[Opening The data section]

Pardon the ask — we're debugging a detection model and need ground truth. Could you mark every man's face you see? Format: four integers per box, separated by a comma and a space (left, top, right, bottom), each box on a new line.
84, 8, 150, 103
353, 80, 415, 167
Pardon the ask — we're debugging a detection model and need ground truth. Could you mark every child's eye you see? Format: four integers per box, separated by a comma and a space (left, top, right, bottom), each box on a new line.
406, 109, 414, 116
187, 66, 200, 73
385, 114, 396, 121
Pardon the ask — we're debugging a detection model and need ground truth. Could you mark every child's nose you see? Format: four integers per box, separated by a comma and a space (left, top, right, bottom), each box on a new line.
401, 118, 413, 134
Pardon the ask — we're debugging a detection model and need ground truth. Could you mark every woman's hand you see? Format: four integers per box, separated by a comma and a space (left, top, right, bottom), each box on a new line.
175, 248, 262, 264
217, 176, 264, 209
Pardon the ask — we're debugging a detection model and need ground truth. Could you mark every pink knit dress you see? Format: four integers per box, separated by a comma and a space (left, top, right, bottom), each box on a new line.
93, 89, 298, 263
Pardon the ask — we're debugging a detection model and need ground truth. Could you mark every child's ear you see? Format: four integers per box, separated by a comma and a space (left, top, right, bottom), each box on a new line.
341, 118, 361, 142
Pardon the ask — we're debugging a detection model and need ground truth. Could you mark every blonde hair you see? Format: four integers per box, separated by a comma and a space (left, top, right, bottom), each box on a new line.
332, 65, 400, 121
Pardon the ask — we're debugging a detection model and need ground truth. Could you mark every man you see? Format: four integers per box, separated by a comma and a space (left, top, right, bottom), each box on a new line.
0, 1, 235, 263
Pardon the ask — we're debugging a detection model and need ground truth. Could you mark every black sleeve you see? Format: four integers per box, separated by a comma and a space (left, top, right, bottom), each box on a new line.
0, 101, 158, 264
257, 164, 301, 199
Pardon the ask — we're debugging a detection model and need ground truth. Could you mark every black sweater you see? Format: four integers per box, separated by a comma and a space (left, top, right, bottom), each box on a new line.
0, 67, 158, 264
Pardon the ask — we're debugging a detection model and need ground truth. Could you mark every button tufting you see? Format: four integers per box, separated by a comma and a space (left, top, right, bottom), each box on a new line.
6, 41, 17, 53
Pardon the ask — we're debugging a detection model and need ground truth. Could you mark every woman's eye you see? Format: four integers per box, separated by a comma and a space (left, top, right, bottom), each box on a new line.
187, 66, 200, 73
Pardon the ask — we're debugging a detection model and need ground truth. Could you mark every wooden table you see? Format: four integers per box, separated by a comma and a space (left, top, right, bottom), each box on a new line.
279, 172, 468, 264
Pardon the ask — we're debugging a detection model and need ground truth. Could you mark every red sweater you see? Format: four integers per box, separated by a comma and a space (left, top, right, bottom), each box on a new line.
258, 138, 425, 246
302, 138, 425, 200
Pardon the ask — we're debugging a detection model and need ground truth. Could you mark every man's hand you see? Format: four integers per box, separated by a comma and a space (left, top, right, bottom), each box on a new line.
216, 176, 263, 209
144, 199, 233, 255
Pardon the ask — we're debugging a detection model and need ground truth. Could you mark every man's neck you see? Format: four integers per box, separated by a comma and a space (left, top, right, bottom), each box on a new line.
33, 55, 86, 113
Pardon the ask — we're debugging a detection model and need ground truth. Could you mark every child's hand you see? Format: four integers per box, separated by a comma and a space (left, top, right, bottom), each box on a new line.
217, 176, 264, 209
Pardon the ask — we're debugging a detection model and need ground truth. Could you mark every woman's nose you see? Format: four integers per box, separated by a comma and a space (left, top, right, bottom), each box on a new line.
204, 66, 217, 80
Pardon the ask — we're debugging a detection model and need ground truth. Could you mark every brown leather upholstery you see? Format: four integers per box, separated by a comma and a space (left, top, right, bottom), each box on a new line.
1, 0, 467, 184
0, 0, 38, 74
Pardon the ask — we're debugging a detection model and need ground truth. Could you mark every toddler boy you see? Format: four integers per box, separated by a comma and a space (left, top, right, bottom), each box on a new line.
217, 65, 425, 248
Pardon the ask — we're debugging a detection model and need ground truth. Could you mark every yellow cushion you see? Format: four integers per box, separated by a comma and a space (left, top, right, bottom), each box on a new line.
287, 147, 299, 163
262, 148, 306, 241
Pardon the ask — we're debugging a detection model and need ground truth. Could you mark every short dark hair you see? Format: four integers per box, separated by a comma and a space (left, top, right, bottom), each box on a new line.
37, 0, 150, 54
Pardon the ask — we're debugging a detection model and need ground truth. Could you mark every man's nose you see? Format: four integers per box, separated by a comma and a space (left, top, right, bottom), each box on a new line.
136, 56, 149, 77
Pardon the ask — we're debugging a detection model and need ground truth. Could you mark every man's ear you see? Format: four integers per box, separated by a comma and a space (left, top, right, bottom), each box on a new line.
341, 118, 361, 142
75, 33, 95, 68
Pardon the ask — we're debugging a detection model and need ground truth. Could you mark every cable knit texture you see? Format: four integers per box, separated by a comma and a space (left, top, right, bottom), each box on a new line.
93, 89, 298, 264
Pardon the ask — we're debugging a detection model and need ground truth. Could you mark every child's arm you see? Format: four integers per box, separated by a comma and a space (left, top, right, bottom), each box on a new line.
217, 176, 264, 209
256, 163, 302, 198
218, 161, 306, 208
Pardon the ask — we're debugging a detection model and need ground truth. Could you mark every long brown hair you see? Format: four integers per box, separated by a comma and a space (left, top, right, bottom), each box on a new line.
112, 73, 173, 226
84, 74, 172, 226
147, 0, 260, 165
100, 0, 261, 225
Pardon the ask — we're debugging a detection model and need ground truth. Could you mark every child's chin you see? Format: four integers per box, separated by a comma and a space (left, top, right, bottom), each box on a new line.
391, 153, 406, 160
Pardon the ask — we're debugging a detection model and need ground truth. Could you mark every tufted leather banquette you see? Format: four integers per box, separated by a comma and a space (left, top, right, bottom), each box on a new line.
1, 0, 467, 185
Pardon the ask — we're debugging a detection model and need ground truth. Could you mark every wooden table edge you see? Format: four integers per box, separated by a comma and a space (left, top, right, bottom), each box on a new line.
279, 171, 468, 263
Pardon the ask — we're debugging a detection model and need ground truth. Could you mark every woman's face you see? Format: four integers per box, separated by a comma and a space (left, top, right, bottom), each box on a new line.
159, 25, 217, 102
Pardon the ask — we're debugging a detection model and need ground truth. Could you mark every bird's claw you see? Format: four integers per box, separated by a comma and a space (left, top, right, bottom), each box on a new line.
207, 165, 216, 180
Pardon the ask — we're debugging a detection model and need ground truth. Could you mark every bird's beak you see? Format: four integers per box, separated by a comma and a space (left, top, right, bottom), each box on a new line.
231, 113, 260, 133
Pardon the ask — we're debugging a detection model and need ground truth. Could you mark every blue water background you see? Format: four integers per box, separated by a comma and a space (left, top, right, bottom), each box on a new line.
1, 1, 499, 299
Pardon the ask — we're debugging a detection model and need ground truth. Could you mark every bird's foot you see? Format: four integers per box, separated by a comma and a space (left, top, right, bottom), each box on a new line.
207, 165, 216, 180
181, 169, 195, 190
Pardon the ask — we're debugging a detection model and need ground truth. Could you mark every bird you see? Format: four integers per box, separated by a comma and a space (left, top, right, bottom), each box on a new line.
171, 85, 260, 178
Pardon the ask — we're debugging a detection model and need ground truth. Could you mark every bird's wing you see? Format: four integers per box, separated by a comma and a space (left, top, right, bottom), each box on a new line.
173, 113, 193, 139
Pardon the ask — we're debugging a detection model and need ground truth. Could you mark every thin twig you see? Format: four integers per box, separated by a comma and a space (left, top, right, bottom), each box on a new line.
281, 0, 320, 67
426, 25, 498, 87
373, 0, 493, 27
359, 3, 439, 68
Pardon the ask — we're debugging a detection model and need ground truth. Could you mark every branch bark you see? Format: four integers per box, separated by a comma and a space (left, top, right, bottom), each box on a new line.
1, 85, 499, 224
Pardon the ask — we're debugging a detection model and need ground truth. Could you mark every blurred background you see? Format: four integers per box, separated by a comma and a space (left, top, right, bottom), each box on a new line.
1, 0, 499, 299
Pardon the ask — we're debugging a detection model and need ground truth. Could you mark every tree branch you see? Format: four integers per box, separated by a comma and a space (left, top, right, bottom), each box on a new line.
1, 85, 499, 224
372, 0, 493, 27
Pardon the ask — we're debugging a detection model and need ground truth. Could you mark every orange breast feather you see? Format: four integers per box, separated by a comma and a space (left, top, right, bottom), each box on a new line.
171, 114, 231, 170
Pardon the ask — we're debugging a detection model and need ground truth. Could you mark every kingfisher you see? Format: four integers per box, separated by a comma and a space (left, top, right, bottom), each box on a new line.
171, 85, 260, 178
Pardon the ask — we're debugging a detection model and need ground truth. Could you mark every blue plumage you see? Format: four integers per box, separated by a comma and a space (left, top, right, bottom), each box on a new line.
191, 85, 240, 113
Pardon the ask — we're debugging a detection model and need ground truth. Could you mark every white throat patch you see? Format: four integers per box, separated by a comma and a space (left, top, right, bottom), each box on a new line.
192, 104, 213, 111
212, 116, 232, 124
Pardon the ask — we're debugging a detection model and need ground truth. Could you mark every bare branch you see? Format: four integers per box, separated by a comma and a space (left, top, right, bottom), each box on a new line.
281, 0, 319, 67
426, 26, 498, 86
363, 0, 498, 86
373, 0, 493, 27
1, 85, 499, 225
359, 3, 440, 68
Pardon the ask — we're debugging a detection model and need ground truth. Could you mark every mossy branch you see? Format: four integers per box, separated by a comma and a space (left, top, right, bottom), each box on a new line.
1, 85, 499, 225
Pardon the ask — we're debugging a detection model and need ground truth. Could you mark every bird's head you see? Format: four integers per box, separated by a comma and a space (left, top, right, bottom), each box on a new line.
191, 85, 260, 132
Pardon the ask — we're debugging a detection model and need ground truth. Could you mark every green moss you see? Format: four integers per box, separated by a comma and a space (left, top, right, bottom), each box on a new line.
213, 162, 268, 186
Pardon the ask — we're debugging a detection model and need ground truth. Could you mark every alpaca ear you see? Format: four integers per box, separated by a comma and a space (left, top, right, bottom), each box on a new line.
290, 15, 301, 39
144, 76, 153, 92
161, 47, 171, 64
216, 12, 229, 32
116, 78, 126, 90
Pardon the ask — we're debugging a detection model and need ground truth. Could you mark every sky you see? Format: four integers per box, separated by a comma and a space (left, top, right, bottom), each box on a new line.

[Closing The data section]

• **Your assignment**: Only the lines from the one containing "mark every alpaca" through the final line above should be duplicated, exactly as they stand.

• **Solved problem**:
Pardon the ask — we're debugging a detection model and need ground truth. Could you mark every alpaca ear you see? Format: four integers per box, separated by a comma and a space (left, top, right, bottom), each box on a new line.
290, 15, 301, 39
144, 76, 153, 92
161, 47, 171, 64
216, 12, 229, 32
116, 78, 126, 90
Pardon the ask — we're debugging a detection model and need ground truth. Could you mark every sky you see? Format: four integers per box, separated by a comma and a space (left, top, right, bottom), each box on a new line.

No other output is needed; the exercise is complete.